SHORT PROBLEM ->
Repeat word for word the stretch of the text on voting rights for convicted felons from "Equal voting rights in" through "equal voting rights.".

GIVEN TEXT ->

Equal voting rights in the criminal justice system


Nationally, people of color make up nearly half of incarcerated people (Porter, 2020). This is a staggering statistic compared to the overall percentage of people of color in the United States – 23.7% of the population (Jones et al., 2021). Without a doubt, our country’s justice system is flawed, due to racial disparities caused by mass incarceration and community over-control. Moreover, unequal voting rights for convicted felons and inaccessibility for those held in prison awaiting trial undermine democracy and make reform difficult. Therefore, in order to preserve the democracy of the United States, it is crucial to grant convicted felons equal voting rights.

Moreover, the emancipation of criminals will instill in them the determination not to re-offend after their release from prison. With this idea in mind, researcher Mandeep Dhami (2005) states, “Allowing prisoners to vote…can strengthen their social ties and commitment to the common good, thereby promoting legally responsible participation in civil society”. This proves that allowing convicted felons to vote will provide them with connections to their communities outside of prison. These social connections will help criminals regain their sense of purpose and self-esteem. Also, in the article “Many in Jail Can Vote, But Exercising the Right Is Not Easy,” Matt Vasiligambros (2021) quotes Marlena Jentz, the first deputy executive director of Cook County Jail in Chicago. Jentz says, “If we want to play an important role in bringing people back to our communities as stronger citizens, there’s no better way to do that than to vote. This first-hand account of the issue further explains how allowing incarcerated people to vote will strengthen their character by involving them in the democratic process. It is obvious that many people take their right to vote for granted, but giving those rights to prisoners will make them feel that their contributions to society are important, which can lead them to readjust in prison. That being said, equal voting rights will give criminals a greater chance of reentering society as refined citizens and not committing additional offences.

DATASET ->
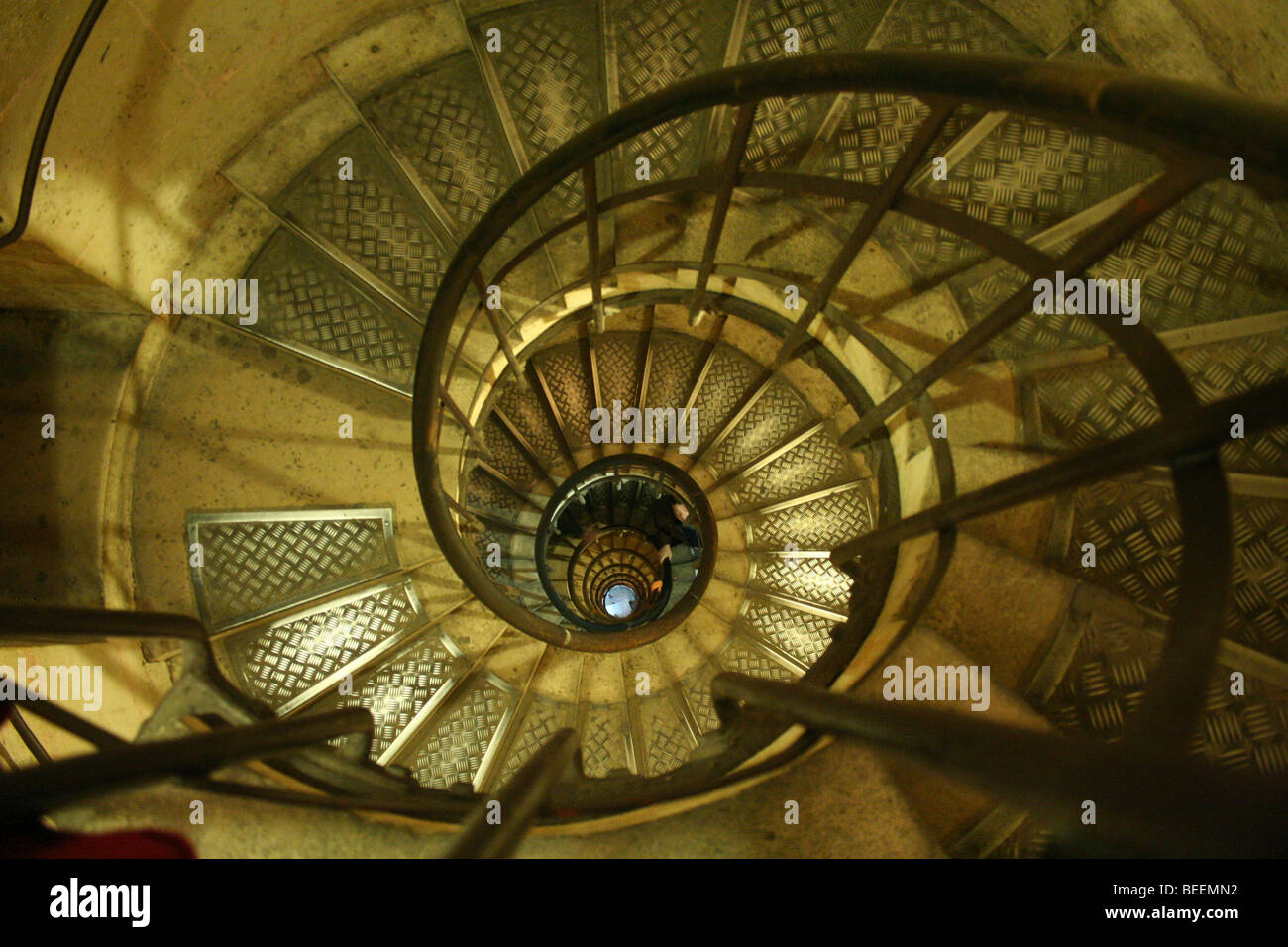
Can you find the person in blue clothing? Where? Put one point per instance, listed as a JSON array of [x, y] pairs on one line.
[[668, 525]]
---
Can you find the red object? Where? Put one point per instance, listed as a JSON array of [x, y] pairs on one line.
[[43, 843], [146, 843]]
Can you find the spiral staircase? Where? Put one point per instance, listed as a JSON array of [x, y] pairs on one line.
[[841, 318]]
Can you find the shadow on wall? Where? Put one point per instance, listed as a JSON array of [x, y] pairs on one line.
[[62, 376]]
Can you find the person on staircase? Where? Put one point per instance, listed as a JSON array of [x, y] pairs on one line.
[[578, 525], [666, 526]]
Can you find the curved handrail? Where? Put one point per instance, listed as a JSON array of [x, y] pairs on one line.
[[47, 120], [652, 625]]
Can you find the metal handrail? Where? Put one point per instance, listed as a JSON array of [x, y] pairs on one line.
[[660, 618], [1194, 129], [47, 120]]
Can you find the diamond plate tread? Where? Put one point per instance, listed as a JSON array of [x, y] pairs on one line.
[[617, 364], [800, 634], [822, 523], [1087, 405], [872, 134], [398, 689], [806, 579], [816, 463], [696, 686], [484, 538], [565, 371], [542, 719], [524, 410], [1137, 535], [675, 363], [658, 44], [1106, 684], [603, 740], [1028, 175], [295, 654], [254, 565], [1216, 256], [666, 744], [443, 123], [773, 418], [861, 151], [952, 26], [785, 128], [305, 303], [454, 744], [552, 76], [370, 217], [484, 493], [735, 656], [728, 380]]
==
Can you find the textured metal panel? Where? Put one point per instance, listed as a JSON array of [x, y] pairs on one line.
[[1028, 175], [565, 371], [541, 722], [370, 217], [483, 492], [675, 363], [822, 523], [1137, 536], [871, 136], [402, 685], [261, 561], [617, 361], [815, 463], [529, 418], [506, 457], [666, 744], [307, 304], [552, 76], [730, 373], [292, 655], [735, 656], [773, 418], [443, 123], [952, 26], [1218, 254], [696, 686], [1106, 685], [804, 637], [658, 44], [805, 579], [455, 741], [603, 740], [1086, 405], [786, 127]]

RESULT OF THIS TASK ->
Equal voting rights in the criminal justice system


Nationally, people of color make up nearly half of incarcerated people (Porter, 2020). This is a staggering statistic compared to the overall percentage of people of color in the United States – 23.7% of the population (Jones et al., 2021). Without a doubt, our country’s justice system is flawed, due to racial disparities caused by mass incarceration and community over-control. Moreover, unequal voting rights for convicted felons and inaccessibility for those held in prison awaiting trial undermine democracy and make reform difficult. Therefore, in order to preserve the democracy of the United States, it is crucial to grant convicted felons equal voting rights.